Extrait d'un jeu de données:

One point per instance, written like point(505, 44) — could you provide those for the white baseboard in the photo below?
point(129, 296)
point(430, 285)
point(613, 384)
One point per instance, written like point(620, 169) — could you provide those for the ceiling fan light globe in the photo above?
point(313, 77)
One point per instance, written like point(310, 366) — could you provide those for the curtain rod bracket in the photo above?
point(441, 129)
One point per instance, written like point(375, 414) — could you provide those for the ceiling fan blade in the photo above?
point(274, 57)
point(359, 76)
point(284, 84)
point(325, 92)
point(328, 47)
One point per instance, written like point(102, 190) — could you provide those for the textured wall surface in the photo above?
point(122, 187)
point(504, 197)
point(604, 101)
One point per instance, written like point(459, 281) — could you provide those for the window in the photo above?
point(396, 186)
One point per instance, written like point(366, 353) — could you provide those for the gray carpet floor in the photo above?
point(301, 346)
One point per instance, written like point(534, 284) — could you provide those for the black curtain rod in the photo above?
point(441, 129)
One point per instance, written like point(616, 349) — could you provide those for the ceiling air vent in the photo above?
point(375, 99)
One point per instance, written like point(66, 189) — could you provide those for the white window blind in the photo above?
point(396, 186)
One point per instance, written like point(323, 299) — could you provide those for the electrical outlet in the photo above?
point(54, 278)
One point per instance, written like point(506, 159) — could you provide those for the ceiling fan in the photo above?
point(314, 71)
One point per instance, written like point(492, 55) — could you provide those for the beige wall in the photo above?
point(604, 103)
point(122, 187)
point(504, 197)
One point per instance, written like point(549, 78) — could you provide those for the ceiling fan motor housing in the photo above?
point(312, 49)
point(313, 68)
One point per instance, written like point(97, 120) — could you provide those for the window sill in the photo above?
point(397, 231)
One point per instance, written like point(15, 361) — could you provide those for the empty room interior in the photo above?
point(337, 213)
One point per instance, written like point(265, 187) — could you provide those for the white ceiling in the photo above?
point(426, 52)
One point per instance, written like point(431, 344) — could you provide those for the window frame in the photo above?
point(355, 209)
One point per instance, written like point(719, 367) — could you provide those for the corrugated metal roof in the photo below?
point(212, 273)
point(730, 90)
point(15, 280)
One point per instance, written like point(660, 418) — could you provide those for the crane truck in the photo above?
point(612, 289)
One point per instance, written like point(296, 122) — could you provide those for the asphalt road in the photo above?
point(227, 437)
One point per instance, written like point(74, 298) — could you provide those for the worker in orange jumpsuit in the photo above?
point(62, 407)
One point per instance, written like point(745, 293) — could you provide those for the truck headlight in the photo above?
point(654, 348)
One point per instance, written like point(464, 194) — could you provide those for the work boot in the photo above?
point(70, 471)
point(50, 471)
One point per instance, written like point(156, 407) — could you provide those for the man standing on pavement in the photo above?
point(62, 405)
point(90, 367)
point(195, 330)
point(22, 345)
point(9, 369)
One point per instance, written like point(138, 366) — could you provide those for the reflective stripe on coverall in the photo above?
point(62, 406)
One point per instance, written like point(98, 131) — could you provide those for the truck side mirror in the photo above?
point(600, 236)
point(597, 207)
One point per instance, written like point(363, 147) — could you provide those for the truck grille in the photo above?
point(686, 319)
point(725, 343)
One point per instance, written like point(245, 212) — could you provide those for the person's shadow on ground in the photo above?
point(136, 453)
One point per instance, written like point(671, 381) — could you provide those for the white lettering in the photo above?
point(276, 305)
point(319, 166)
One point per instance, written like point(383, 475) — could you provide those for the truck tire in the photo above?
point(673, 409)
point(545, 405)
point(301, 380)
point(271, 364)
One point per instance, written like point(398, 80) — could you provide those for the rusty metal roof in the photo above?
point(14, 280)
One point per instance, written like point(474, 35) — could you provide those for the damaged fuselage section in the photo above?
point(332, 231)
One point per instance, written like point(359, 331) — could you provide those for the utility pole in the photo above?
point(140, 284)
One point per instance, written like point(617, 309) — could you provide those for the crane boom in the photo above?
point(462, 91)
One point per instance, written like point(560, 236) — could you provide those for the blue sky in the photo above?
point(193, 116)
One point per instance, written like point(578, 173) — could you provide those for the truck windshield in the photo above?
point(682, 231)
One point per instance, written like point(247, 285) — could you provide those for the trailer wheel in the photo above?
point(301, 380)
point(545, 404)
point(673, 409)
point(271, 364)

* [TÂCHE À RÉALISER] Modifiez tous les items ci-dessus en remplaçant « One point per instance » par « One point per object », sans rien changer d'autre.

* [RÉPONSE ÉCRITE]
One point per object, written like point(505, 44) — could you provide those for the white baseboard in the photo below?
point(129, 296)
point(430, 285)
point(613, 384)
One point per object, written like point(620, 169) — could you provide those for the ceiling fan light globe in the photo above?
point(313, 77)
One point per object, written like point(310, 366) — could you provide those for the curtain rod bracket in the photo above?
point(441, 129)
One point per object, written like point(375, 414) — could you provide those for the ceiling fan blade in the photo above?
point(274, 57)
point(359, 76)
point(284, 84)
point(325, 92)
point(328, 47)
One point per object, written like point(102, 190) — could you provide those for the textured wall surface in the photo above?
point(122, 187)
point(504, 197)
point(604, 101)
One point per object, written like point(459, 281) — could you provide those for the window in the photo above?
point(396, 186)
One point per object, written like point(366, 353) — could you provide those for the gray carpet floor in the photo above?
point(301, 346)
One point per object, written like point(534, 284) — could you provide those for the black curtain rod in the photo above?
point(441, 129)
One point per object, written like point(616, 349) — could you provide those for the ceiling air vent in the photo above?
point(375, 99)
One point per object, written like point(66, 189) — could you provide those for the white window blind in the photo above?
point(396, 186)
One point per object, written like point(323, 299) — could you provide those for the electrical outlet in the photo above?
point(54, 278)
One point per object, written like point(506, 159) — could you provide those for the ceiling fan in the photo above?
point(314, 71)
One point per object, written like point(492, 55) — could you provide those for the beige wall in the photo above?
point(604, 103)
point(122, 187)
point(504, 197)
One point per object, written like point(549, 78) — could you provide those for the ceiling fan motor housing in the photo above?
point(312, 49)
point(313, 68)
One point per object, written like point(97, 120) — could you provide those for the window sill in the photo above?
point(397, 231)
One point per object, written like point(15, 361) — could you provide those for the empty room interior in the photo above?
point(337, 213)
One point per object, written like point(265, 187) — could you provide those for the white ceiling in the photo above?
point(426, 52)
One point per object, written like point(431, 344) — could you provide those for the window frame in the photo above?
point(355, 209)
One point per object, written like point(719, 367) — could you provide those for the corrugated metal roof in the photo below?
point(212, 273)
point(730, 90)
point(15, 280)
One point per object, written like point(660, 418) — could you provide those for the crane truck in the photo above?
point(612, 289)
One point per object, written like point(296, 122) — could you provide those for the asphalt road in the photo above?
point(227, 437)
One point per object, written like point(74, 298) — could you provide those for the worker in orange jumpsuit in the photo above?
point(62, 407)
One point per object, written like point(745, 293) — could you provide those for the truck headlight in the photo above?
point(654, 348)
One point per object, written like point(464, 194) — could you provide those for the work boot in the photo above?
point(70, 471)
point(50, 471)
One point per object, written like point(156, 407) — could you provide those for the man standing on pavement in the photo above?
point(62, 405)
point(90, 367)
point(195, 330)
point(22, 345)
point(9, 369)
One point per object, written like point(138, 366) — could you provide those for the reflective stripe on coverall in the photo above?
point(62, 406)
One point per object, written like point(98, 131) — could you provide those for the truck side mirror in the photo above?
point(600, 236)
point(597, 207)
One point per object, written like point(363, 147) — could you provide those for the truck grille in the photo above?
point(686, 319)
point(725, 343)
One point per object, written like point(245, 212) — could you provide those for the person's shadow on ground in the photo above?
point(136, 453)
One point per object, written like point(671, 381) — could you provide those for the white lettering in the photo above?
point(276, 305)
point(319, 166)
One point per object, written like point(383, 475) — could you provide those for the truck tire in the photo above?
point(673, 409)
point(545, 405)
point(301, 380)
point(271, 364)
One point per object, written like point(398, 80) — could you provide those for the rusty metal roof in the photo above?
point(14, 280)
One point per object, written like point(474, 35) — could you provide those for the damaged fuselage section in the photo above?
point(332, 231)
One point per object, written like point(359, 331) — could you provide those for the utility pole in the photo above?
point(140, 284)
One point per object, written like point(617, 309) — could you provide those for the crane boom in the photo above?
point(462, 91)
One point per object, written like point(560, 236) — could you provide those for the blue sky in the photo above?
point(193, 116)
One point per object, written like point(578, 173) — could you provide those for the truck windshield in the photo above?
point(682, 231)
One point per object, written like point(247, 285) — could you provide those for the trailer wheel in the photo above?
point(301, 380)
point(545, 404)
point(673, 409)
point(271, 364)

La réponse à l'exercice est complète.